__Exercise goal__: In the material below, take the part that opens with the line containing "Where can you spot the white building?" and runs through the end, and write it out again with "Put down a dot" changed to "Mark a point" and nothing else altered.

========================================

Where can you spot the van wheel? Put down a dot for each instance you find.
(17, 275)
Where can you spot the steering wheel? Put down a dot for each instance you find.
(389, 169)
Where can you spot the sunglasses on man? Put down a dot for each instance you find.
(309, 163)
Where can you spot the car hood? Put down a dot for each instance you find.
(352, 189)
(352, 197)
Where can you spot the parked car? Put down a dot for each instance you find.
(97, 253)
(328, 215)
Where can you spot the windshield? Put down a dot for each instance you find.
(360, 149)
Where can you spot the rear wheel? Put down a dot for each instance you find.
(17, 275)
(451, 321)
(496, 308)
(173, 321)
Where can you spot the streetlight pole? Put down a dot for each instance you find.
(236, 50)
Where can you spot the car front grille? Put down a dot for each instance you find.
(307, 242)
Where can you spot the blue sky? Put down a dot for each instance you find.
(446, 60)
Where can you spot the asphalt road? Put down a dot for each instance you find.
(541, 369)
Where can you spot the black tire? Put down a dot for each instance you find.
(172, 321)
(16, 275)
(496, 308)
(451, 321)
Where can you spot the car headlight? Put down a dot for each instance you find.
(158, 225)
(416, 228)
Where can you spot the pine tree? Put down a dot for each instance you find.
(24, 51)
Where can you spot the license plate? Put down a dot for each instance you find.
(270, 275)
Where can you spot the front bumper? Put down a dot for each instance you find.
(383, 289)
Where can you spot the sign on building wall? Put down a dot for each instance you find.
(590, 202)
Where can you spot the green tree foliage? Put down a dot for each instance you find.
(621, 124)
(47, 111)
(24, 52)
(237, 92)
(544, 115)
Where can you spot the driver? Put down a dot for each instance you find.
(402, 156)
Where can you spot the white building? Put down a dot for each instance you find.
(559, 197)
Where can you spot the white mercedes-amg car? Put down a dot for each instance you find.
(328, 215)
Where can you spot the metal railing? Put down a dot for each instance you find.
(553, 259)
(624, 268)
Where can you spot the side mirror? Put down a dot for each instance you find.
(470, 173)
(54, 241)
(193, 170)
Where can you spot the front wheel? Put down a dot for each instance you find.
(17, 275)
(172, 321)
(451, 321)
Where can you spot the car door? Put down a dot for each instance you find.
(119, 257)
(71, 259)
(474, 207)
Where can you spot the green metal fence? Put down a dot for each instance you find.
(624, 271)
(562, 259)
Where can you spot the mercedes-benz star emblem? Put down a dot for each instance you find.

========================================

__Completed task__:
Where can you spot the white building? Mark a point for each instance you find.
(559, 197)
Where can you spot the white mercedes-amg car? Mark a point for each instance you find.
(328, 215)
Where can you spot the metal railing? Mark a point for each instance you find.
(553, 259)
(624, 268)
Where can you spot the side mirror? Mark a point for each instance you find.
(470, 173)
(54, 241)
(193, 170)
Where can you spot the front wheel? Mark a point for each instance you find.
(17, 275)
(172, 321)
(451, 321)
Where can you spot the car door? Mark a point for each instance you find.
(119, 257)
(71, 259)
(474, 207)
Where can you spot the green metal fence? Mark a point for each instance you find.
(624, 271)
(562, 259)
Where can you spot the mercedes-benz star emblem? Mark a point for each instance you find.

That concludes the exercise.